■ **TASK DETAILS**: Copy everything from the start of the items down through the line containing "[141, 153, 350, 235]", swapping "plain English" for "everyday English" and keeping all else unchanged. Leave the pictures out of your answer.

■ **RECORDS FOR THE TASK**:
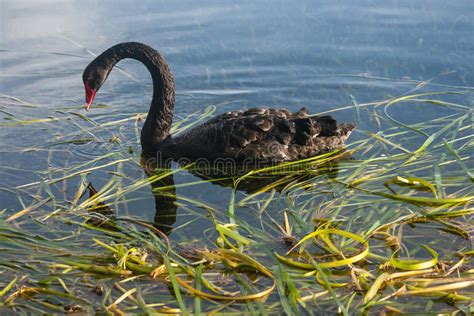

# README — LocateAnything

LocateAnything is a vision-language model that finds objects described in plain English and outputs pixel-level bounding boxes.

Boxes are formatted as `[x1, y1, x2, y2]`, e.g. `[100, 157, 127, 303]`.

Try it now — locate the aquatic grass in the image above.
[0, 92, 474, 314]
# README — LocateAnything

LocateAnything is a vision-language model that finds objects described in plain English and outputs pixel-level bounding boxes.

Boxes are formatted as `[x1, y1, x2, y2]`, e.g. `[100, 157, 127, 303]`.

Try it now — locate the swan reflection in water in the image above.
[141, 153, 350, 235]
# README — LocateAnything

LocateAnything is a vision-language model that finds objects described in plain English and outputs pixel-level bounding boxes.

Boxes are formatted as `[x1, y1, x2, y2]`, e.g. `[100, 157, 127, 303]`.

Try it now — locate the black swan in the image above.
[82, 42, 354, 163]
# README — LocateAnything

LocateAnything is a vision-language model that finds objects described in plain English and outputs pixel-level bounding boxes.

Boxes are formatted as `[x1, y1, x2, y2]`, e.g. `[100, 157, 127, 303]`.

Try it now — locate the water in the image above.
[0, 0, 474, 312]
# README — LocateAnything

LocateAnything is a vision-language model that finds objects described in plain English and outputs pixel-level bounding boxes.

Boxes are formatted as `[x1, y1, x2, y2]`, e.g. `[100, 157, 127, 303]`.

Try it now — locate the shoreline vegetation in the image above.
[0, 86, 474, 315]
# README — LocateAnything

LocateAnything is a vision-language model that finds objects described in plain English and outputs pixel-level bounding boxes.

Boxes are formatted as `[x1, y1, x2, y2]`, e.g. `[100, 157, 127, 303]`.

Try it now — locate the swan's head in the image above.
[82, 60, 109, 111]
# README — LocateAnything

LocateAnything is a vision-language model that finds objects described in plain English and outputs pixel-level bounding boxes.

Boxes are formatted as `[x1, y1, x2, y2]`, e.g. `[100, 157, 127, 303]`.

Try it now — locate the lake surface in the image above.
[0, 0, 474, 314]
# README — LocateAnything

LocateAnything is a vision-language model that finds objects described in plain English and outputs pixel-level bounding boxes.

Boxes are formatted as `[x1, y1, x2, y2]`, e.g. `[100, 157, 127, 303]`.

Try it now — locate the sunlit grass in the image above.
[0, 86, 474, 314]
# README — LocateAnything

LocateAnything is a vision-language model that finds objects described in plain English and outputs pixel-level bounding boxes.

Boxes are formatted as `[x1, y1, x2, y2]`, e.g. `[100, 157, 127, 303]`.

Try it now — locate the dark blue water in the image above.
[0, 0, 474, 231]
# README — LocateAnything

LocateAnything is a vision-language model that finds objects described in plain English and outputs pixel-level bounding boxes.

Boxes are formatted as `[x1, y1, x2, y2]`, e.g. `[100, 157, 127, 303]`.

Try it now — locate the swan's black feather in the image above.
[83, 42, 354, 163]
[158, 109, 354, 163]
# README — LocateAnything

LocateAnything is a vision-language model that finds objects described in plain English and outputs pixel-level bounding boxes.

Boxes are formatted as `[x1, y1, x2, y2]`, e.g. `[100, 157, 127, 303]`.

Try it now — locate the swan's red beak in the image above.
[84, 81, 97, 111]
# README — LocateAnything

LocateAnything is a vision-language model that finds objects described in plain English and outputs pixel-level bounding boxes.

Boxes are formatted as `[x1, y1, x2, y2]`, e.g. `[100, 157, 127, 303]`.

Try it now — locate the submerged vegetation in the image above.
[0, 86, 474, 314]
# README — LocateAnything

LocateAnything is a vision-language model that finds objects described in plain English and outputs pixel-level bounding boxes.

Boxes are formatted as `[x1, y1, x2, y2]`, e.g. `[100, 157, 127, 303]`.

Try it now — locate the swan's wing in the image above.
[178, 108, 352, 163]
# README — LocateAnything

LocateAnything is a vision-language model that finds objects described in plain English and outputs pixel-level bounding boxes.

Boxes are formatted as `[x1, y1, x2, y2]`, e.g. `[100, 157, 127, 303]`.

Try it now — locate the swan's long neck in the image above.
[97, 42, 174, 152]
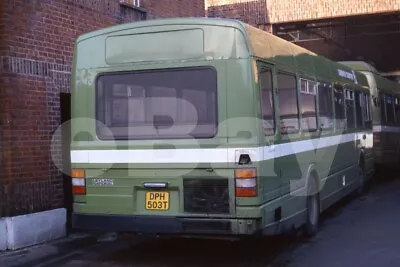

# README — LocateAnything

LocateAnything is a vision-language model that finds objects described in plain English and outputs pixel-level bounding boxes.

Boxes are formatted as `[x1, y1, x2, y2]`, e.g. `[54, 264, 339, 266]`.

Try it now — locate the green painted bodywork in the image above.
[71, 18, 373, 237]
[341, 61, 400, 166]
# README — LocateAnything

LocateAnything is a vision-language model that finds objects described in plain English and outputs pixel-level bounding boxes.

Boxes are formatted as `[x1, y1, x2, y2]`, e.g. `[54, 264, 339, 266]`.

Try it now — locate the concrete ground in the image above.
[0, 176, 400, 267]
[271, 179, 400, 267]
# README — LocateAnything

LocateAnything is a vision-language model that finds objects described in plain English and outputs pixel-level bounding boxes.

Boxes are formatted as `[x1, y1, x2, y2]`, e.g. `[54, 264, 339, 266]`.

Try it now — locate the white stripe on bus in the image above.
[372, 125, 400, 133]
[71, 132, 372, 164]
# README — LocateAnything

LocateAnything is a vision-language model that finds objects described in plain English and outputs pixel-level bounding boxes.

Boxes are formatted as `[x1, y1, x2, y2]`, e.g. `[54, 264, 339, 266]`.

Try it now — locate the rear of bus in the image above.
[71, 19, 268, 237]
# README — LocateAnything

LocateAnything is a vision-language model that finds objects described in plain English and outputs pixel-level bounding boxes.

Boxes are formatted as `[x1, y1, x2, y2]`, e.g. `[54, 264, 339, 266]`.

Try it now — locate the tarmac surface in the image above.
[0, 175, 400, 267]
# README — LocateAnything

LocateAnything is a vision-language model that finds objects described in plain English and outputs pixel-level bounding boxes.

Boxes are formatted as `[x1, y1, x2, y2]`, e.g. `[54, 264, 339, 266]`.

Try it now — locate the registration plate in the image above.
[145, 192, 169, 210]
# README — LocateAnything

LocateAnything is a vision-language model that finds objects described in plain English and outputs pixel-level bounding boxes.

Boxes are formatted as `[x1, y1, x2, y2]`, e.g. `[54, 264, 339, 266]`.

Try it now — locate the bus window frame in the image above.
[256, 63, 278, 138]
[275, 68, 301, 139]
[297, 75, 319, 134]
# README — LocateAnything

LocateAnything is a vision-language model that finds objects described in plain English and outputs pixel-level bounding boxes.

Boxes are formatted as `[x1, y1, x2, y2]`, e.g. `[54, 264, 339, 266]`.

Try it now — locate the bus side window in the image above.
[300, 78, 317, 132]
[334, 84, 346, 129]
[344, 89, 355, 129]
[385, 94, 395, 125]
[318, 82, 333, 129]
[354, 90, 365, 128]
[258, 68, 276, 135]
[361, 93, 372, 128]
[394, 96, 400, 126]
[277, 72, 299, 134]
[379, 92, 387, 125]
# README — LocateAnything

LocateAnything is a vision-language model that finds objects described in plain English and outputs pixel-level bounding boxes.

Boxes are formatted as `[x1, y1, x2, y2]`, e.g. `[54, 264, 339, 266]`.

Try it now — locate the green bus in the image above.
[340, 61, 400, 169]
[71, 18, 374, 237]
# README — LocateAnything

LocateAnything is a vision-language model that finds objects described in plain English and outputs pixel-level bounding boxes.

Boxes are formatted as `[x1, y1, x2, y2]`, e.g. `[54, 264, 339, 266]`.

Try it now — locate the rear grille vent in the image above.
[183, 179, 230, 214]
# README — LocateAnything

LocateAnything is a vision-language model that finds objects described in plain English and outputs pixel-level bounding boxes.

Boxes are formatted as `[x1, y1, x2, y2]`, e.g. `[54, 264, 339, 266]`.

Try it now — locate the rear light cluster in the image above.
[71, 169, 86, 195]
[235, 168, 257, 197]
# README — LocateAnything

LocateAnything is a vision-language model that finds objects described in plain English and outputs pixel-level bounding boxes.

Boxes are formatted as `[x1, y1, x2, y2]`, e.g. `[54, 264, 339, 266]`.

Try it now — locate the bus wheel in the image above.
[305, 176, 320, 237]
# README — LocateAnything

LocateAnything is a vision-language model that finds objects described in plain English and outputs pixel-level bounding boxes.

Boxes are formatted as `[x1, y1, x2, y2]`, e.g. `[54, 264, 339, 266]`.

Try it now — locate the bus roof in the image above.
[77, 17, 366, 88]
[339, 61, 378, 73]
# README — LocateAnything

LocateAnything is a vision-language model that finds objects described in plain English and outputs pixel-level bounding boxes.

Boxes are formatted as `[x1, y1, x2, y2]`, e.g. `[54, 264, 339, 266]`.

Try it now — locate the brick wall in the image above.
[141, 0, 205, 18]
[0, 0, 204, 217]
[206, 0, 269, 25]
[206, 0, 400, 24]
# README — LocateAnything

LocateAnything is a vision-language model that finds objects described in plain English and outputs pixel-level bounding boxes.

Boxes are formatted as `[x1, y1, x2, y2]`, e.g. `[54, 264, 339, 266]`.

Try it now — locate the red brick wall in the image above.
[0, 0, 204, 217]
[205, 0, 400, 24]
[141, 0, 205, 18]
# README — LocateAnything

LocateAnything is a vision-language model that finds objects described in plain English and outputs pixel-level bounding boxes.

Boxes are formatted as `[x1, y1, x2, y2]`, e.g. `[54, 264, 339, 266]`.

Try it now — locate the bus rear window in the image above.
[96, 68, 217, 140]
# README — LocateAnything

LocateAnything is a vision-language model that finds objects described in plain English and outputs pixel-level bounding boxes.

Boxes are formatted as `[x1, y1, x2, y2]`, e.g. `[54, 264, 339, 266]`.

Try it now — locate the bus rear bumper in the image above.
[72, 213, 261, 235]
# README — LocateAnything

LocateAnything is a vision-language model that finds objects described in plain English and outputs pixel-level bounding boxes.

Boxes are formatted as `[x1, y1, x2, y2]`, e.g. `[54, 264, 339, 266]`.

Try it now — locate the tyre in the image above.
[304, 176, 320, 237]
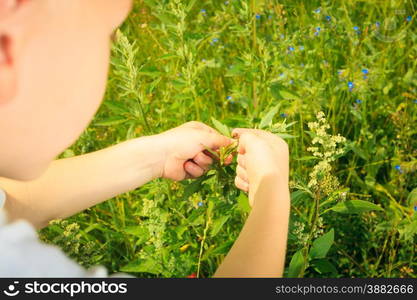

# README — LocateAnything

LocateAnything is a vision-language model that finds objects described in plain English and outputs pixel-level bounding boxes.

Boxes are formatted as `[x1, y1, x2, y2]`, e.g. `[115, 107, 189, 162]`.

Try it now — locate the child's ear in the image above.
[0, 0, 22, 106]
[0, 34, 17, 106]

■ **SOLUTION TO THIS EXERCISE**:
# README — LocateAnything

LocateAnything is a vision-language model that finds objects described in everyday English and outputs pixel-level bounding boxes.

Boxes are formatted as `[x1, y1, x2, y2]`, e.g. `[100, 157, 127, 303]`.

Try it now — locate the aquatic grass in the image above.
[0, 92, 474, 314]
# README — LocateAnything

LocateAnything is a vision-language model that finds objects described in everyday English and outputs pixel-level bounding boxes.

Boxes are formatted as `[x1, y1, x2, y2]`, e.g. `[100, 157, 127, 303]`.

Try it now — locate the swan reflection in water in the image above.
[141, 153, 350, 235]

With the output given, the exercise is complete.